- **DATA LINES**
--------------------

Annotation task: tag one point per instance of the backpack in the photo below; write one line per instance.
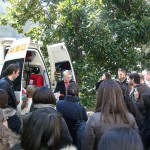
(36, 79)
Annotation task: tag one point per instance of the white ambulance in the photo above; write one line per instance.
(28, 56)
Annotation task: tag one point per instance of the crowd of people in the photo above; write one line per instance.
(121, 119)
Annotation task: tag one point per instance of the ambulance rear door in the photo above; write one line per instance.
(16, 54)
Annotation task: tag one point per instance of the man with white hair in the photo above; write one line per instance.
(146, 74)
(62, 85)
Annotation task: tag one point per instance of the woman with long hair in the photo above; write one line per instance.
(110, 111)
(44, 125)
(123, 138)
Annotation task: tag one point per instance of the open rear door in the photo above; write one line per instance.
(16, 54)
(59, 60)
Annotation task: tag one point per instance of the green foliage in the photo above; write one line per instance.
(101, 35)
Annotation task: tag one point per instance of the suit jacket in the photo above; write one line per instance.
(60, 87)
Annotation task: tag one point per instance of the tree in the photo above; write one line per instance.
(100, 35)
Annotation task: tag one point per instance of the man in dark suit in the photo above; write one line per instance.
(62, 85)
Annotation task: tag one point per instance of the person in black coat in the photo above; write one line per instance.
(145, 132)
(71, 109)
(53, 130)
(14, 123)
(62, 85)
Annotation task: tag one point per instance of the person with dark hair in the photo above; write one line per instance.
(123, 138)
(13, 120)
(110, 111)
(138, 97)
(44, 101)
(62, 85)
(71, 110)
(6, 83)
(7, 137)
(122, 76)
(146, 74)
(145, 132)
(44, 128)
(105, 76)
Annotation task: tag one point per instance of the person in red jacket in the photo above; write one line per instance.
(62, 85)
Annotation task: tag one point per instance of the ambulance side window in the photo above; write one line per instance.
(16, 82)
(60, 67)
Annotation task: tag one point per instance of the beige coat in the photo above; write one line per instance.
(96, 128)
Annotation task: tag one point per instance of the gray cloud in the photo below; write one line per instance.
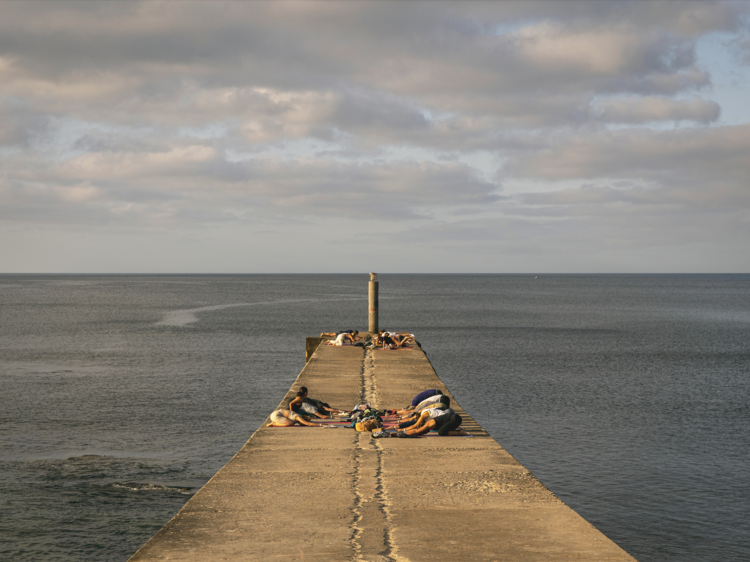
(176, 114)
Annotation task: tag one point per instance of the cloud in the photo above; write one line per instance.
(526, 125)
(194, 183)
(649, 108)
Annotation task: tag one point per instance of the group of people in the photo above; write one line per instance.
(429, 410)
(301, 410)
(386, 339)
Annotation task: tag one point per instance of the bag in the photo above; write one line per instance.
(368, 425)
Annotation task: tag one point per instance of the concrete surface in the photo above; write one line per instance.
(335, 494)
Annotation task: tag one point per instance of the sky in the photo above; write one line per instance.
(395, 137)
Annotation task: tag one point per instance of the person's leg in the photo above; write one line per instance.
(426, 428)
(453, 421)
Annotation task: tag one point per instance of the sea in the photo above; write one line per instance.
(627, 395)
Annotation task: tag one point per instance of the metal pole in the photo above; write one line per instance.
(373, 316)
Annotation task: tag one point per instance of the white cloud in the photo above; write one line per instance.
(212, 115)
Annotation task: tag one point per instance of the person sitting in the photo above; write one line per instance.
(422, 396)
(286, 418)
(426, 403)
(446, 422)
(388, 340)
(345, 338)
(299, 406)
(411, 417)
(319, 404)
(335, 334)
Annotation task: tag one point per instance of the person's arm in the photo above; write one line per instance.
(426, 428)
(423, 417)
(303, 421)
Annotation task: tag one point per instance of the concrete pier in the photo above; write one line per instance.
(335, 494)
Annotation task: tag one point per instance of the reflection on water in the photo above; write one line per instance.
(626, 395)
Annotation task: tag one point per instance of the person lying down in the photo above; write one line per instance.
(287, 418)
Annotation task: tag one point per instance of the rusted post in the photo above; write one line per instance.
(373, 315)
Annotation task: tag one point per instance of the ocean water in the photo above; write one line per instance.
(627, 395)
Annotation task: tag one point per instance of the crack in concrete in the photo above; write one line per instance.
(372, 528)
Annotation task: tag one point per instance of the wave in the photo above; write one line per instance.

--------------------

- **TASK DETAILS**
Transcribe only the trailing portion of the entries above: the line that contains "the person sitting" and each line after it.

- **REPLY**
Annotation task: tag one point per instance of the person sitting in the photo above; write one line per instance.
(422, 396)
(286, 418)
(426, 403)
(446, 422)
(388, 340)
(345, 338)
(299, 406)
(411, 417)
(319, 404)
(335, 334)
Annotation task: tag one point per instance of the person's arm in the photo above; write one line per instance.
(426, 428)
(423, 417)
(303, 421)
Annotation task: tag one point per instance of the concrete pier in the photo above; write one line per instance.
(335, 494)
Annotation task: tag one point per instance of the reflection on water in the photo above; write one line per instance.
(626, 395)
Annotation task: tag one point per instance of the person lying down in the photo above; write one line per instance.
(287, 418)
Annotation task: tag one point per instance of the rusted post in the photo above; write one line per instance.
(373, 315)
Annotation task: tag one point per instance of the ocean water in the photo above; write one line per instance.
(627, 395)
Annotation task: tag one point per instance of the crack in concrete in the photo above; write one line per instance.
(372, 528)
Annotation task: tag one point per instance of the wave in the photo above; write one line per instance.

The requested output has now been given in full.